§ La consigne
Recopiez à l'identique tout ce qui va de la ligne contenant « Return one point per instance of the carport » jusqu'à la fin du matériel ci-dessous, ces deux limites comprises.

§ Données fournies

———

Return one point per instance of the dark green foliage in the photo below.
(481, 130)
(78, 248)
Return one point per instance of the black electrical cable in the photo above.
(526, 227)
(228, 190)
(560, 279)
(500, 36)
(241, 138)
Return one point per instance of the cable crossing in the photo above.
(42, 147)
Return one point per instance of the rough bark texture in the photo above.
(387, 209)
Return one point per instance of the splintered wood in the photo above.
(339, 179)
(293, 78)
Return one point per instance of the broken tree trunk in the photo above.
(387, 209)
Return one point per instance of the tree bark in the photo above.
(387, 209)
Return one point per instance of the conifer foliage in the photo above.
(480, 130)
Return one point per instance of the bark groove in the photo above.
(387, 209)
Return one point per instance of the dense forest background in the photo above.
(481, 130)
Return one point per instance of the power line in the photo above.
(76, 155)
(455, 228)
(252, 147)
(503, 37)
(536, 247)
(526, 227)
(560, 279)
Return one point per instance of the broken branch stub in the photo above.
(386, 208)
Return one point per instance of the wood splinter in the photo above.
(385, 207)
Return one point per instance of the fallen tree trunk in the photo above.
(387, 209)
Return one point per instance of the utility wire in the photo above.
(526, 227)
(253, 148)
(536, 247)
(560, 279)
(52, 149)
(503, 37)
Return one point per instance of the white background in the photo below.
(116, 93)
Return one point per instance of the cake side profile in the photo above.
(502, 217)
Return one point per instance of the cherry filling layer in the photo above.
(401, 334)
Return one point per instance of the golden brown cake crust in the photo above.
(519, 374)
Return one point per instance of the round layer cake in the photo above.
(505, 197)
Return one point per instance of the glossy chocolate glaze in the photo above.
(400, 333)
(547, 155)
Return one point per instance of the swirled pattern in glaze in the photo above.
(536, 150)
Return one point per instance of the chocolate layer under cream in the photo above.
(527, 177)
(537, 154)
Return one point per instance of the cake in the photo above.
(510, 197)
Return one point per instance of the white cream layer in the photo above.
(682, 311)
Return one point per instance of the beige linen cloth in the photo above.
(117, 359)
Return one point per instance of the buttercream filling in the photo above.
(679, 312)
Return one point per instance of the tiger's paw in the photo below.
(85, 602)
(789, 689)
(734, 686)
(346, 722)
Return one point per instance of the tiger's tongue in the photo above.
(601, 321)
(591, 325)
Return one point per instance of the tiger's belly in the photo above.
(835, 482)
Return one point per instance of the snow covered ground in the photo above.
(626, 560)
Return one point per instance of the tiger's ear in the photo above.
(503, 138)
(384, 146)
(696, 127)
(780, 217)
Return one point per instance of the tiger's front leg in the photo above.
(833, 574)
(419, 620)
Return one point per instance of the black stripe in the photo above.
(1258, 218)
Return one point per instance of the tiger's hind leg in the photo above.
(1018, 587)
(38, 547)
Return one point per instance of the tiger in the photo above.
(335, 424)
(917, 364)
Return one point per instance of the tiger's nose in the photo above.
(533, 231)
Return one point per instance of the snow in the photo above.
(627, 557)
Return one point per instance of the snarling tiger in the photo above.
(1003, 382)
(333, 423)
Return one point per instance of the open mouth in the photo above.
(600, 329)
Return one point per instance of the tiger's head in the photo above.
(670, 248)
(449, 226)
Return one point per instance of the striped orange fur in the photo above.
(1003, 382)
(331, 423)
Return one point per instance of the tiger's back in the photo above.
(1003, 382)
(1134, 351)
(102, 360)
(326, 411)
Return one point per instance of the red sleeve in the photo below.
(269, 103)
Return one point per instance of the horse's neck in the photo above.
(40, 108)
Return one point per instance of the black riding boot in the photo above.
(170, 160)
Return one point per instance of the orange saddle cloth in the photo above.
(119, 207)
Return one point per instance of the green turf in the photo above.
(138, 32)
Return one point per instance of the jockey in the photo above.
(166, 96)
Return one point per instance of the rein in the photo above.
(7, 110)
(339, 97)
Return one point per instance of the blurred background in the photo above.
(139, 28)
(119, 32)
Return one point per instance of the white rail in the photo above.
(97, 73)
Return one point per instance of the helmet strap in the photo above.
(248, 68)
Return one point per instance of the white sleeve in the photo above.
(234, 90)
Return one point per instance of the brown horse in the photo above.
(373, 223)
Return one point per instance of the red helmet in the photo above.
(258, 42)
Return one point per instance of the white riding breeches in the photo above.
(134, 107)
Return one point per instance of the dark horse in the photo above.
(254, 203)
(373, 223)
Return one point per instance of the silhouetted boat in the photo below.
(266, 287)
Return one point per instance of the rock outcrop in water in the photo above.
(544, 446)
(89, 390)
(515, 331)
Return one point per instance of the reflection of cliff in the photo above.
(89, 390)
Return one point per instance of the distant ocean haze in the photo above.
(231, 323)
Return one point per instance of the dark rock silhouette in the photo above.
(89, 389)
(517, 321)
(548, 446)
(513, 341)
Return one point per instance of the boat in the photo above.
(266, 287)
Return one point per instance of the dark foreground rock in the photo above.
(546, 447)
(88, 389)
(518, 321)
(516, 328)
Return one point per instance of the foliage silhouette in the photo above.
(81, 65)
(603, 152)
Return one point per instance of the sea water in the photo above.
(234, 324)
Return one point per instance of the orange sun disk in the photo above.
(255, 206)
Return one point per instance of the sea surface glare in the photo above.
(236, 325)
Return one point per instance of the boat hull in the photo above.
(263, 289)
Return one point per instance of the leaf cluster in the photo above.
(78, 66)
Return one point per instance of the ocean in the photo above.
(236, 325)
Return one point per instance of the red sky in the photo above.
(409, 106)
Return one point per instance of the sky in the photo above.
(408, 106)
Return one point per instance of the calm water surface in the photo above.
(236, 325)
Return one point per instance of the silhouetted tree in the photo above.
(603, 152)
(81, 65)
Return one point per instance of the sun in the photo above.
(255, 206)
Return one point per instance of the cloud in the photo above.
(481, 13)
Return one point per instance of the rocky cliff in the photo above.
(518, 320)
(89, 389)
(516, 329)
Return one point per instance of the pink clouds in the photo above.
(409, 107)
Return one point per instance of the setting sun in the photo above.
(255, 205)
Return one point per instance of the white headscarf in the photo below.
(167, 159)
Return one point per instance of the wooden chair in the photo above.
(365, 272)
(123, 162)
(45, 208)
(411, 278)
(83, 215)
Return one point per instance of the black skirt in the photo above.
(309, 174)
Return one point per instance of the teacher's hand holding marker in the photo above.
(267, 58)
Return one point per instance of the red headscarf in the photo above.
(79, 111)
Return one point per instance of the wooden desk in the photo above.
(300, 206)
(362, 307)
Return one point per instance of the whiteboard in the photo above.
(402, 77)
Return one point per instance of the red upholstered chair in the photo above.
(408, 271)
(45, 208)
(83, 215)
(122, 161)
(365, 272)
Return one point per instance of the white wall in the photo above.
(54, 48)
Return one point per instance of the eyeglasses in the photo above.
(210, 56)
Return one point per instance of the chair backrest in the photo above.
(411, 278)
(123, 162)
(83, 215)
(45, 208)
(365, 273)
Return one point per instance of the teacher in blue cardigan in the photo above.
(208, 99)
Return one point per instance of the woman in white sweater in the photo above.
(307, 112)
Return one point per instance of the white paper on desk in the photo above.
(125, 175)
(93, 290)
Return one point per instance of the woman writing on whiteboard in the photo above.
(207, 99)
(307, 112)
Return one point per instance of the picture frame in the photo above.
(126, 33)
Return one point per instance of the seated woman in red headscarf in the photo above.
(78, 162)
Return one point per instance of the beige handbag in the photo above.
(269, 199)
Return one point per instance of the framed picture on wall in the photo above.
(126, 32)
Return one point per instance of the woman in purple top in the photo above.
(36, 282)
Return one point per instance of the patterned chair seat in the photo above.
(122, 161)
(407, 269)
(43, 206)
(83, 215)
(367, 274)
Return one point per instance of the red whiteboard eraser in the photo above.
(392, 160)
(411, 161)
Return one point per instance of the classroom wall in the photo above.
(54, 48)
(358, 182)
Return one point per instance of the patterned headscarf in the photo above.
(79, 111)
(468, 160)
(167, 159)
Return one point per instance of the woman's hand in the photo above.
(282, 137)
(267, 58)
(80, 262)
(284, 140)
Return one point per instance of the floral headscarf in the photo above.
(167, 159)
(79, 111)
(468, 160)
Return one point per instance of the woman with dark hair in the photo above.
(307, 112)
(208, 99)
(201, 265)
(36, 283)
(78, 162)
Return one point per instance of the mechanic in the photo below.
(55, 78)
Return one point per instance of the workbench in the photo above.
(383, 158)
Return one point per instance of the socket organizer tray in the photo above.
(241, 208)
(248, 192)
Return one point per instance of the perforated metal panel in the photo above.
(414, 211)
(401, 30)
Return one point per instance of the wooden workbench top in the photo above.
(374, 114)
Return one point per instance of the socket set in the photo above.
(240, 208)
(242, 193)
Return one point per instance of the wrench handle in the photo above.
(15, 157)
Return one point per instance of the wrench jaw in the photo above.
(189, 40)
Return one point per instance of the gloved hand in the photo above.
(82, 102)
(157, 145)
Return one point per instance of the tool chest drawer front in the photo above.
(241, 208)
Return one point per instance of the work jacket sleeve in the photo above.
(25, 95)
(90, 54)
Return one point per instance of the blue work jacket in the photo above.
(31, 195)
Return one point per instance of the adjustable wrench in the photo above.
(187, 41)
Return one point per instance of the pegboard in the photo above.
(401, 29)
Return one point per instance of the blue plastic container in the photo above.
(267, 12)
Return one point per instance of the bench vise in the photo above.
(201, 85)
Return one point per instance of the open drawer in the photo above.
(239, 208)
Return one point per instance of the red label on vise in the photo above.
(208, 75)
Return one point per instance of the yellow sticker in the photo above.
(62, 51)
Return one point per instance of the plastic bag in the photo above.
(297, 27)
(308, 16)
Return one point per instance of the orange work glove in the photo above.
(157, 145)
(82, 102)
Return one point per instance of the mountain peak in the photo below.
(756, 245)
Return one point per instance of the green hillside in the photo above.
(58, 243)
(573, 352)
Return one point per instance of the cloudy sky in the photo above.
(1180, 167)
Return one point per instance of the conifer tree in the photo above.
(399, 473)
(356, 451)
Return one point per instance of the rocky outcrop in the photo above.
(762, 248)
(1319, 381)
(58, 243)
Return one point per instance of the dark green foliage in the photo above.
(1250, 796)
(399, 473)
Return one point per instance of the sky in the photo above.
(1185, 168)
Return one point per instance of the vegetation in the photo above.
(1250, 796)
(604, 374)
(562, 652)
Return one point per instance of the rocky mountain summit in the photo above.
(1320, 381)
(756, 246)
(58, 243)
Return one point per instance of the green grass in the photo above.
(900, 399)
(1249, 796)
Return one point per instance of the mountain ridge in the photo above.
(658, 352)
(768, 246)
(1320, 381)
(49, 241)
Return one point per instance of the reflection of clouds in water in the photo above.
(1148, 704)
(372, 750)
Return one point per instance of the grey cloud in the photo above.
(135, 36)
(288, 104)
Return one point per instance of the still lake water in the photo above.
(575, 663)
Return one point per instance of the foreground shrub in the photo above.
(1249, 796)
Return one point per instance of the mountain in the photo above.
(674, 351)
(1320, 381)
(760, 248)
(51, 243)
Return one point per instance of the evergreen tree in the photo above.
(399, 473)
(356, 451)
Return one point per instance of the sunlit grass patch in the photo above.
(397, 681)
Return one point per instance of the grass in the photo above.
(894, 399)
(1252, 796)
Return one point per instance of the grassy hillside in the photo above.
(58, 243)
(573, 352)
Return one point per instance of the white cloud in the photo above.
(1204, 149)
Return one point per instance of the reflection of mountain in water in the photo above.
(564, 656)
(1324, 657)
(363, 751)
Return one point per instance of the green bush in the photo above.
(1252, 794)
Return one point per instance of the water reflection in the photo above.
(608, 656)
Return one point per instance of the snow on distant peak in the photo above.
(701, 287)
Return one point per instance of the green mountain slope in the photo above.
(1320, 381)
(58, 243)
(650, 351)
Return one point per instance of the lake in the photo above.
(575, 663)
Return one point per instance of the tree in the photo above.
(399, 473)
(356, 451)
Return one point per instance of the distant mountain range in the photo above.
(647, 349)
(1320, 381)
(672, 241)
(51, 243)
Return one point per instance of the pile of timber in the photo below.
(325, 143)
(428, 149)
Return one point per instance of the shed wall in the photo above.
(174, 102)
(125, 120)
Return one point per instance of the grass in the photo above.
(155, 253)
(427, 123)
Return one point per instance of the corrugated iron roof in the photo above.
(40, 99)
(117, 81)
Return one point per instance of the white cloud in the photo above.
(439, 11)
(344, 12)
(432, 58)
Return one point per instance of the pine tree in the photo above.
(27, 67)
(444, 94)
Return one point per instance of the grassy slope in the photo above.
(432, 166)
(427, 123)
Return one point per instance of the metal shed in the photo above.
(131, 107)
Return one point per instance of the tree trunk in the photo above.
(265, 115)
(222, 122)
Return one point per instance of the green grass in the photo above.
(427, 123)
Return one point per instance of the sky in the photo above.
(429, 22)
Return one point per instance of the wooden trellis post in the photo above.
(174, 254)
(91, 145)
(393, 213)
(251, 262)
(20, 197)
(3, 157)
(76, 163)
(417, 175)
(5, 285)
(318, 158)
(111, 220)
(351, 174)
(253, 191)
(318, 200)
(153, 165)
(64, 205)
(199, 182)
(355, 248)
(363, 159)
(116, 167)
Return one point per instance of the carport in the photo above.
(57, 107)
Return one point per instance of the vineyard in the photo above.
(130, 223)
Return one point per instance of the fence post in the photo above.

———

§ Réponse complète
Return one point per instance of the carport in the photo above.
(57, 107)
Return one point per instance of the vineyard in the photo above.
(130, 223)
Return one point per instance of the fence post in the photo above.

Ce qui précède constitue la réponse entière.